Segment Start: EXERCISE DATA

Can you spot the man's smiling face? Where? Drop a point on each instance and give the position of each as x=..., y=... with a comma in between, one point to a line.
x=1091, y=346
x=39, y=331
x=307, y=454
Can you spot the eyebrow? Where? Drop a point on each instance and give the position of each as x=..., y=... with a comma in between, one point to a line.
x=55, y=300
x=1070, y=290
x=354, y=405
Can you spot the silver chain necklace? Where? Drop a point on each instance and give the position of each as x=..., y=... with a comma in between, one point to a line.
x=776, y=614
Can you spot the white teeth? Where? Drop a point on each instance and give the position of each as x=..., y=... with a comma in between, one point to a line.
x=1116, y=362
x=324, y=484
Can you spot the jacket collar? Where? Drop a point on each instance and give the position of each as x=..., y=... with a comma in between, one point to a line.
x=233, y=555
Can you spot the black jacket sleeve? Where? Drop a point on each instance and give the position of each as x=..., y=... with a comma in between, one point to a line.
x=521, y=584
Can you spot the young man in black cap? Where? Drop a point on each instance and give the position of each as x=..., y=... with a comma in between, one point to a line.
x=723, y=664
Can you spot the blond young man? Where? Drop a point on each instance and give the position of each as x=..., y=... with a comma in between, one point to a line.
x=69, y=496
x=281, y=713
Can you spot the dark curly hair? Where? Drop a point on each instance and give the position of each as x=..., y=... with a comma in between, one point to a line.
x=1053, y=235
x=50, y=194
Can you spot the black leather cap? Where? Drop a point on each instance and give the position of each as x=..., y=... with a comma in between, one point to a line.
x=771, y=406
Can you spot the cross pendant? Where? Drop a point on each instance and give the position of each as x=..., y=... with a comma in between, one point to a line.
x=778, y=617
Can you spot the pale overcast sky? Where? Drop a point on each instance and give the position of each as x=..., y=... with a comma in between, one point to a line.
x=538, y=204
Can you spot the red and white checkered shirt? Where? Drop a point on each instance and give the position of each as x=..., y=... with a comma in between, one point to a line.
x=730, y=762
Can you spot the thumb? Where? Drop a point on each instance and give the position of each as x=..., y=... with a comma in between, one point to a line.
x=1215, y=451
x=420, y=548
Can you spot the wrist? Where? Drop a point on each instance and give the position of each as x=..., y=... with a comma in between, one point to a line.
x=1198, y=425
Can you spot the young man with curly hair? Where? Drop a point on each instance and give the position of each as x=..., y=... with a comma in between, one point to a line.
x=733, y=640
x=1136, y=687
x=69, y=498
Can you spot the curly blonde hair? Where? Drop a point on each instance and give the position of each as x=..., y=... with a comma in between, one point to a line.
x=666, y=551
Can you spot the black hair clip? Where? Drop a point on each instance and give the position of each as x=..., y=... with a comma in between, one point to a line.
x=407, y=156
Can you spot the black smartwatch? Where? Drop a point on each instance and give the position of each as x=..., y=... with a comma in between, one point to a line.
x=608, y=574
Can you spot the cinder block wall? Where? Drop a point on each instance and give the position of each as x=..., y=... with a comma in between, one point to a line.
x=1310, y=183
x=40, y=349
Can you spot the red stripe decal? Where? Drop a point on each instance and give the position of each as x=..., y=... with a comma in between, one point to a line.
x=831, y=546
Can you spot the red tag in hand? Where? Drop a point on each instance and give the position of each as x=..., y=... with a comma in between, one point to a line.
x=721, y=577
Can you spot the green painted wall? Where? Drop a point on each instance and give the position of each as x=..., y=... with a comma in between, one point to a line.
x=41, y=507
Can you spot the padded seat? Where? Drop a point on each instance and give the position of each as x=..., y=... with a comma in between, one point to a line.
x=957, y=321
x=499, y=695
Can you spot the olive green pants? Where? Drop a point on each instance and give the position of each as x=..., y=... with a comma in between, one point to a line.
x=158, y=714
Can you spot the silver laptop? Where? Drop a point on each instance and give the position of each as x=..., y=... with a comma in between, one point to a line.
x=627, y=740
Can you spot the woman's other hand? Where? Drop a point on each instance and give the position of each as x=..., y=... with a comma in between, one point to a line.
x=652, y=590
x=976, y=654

Segment End: EXERCISE DATA

TASK DETAILS: Make an exact copy of every record listed above.

OUTPUT BELOW:
Can you spot the man's smiling face? Where? Drop a point on each instance and give the position of each as x=..., y=... with a comma in between, one point to a line.
x=1091, y=346
x=39, y=331
x=307, y=454
Can you spot the eyebrow? Where? Drop a point on each instance and give the position of each as x=..., y=... with a comma in between, one point to a line.
x=55, y=300
x=1070, y=290
x=354, y=405
Can you spot the silver chain necklace? Where? Drop a point on each instance and give the position of each as x=..., y=... with a comma in between, one point to a line.
x=776, y=614
Can you spot the white teeth? Where? Drop a point on each instance and give the position of each as x=..., y=... with a comma in between, one point to a line.
x=1116, y=362
x=324, y=484
Can you spot the jacket collar? Where? Drop a point on each instance and give the position of each as x=..., y=... with a comma in between, one point to a line.
x=233, y=555
Can you spot the black jacket sleeve? Where? Drop a point on each instance and give the position of each as x=..., y=... with a comma in between, one point to a line.
x=521, y=584
Can you spot the young man in black cap? Where? Drop a point on each instance and give the position of each as x=..., y=... with a comma in between, one point to a line.
x=723, y=664
Can you spot the blond young man? Where? Drop a point on each instance and give the position of each as x=..., y=... with a comma in between, one point to a line.
x=69, y=496
x=281, y=713
Can you spot the dark curly hair? Where? Drop a point on each instance and give the position of each as x=..., y=... with a comma in between, one point to a line.
x=1053, y=235
x=50, y=194
Can you spot the black leather cap? Where? Drop a point on each instance and give the position of each as x=..., y=... with a comma in between, one point to a line.
x=771, y=406
Can you spot the cross pendant? Where? Drop a point on each instance and give the position of each as x=..., y=... with a comma in between, one point to a line.
x=778, y=617
Can you spot the pale overcast sky? Where? Drop a point on each instance and give the position of each as x=..., y=... with a comma in between, one point to a line.
x=538, y=204
Can you spot the red and white checkered shirt? Where? Drop a point on each instance and give the position of each as x=..., y=... with a comma in between, one point to a line.
x=730, y=762
Can you spot the thumb? Where? Drop a point on each instance and give the position of each as x=..., y=... with a comma in between, one point to a line.
x=1215, y=451
x=420, y=548
Can you spot the wrist? Where? Drop a point on each instance and give the position of each as x=..., y=... with a comma in between, one point to a line.
x=1198, y=425
Can you spot the young man with curly hair? Where? Drop a point on each instance and give the position of each as x=..., y=... with a comma in between, one point to a line.
x=733, y=640
x=1136, y=687
x=69, y=498
Can you spot the curly blonde hair? Where? Drop a point on each instance and give the position of each as x=..., y=... with a comma in between, one point to a line.
x=666, y=551
Can you spot the black hair clip? Where? Drop a point on each instance and give the position of each as x=..., y=... with a comma in between, one point to a line.
x=407, y=156
Can you spot the black smartwatch? Where? Drop a point on each instance and give the position of each as x=..., y=... with a comma in between, one point to a line.
x=608, y=574
Can you spot the cinder block wall? Where? Drop a point on each instance and give the position of each as x=..., y=... with a comma in between, one point to a line.
x=1310, y=183
x=40, y=349
Can you spot the red stripe decal? Where? Drop a point on each instance and give the position of each as x=..., y=... with a comma in between, one point to a line.
x=831, y=546
Can you spot the red tag in hand? Where? Drop a point on each instance and give the position of each as x=..., y=... with a comma in between, one point to a line.
x=721, y=577
Can you spot the green painted wall? Where? Drop a point on each instance and give the position of each as x=..., y=... with a comma in between, one point to a line.
x=41, y=507
Can you spot the padded seat? Where? Drop a point on each instance and give the position of each as x=..., y=... with a comma in between, one point to a line.
x=957, y=321
x=499, y=695
Can you spot the olive green pants? Where? Drop a point on each instance and give the position of each as x=..., y=... with a comma in between, one point to a line.
x=158, y=714
Can you spot the silver laptop? Where? Drop a point on each instance and give the position of each as x=..., y=... with a comma in between, one point to a line.
x=627, y=740
Can you spot the woman's other hand? Where? Drop a point on each instance and give the position of each as x=..., y=... with a comma in between, one point to a line.
x=652, y=590
x=976, y=654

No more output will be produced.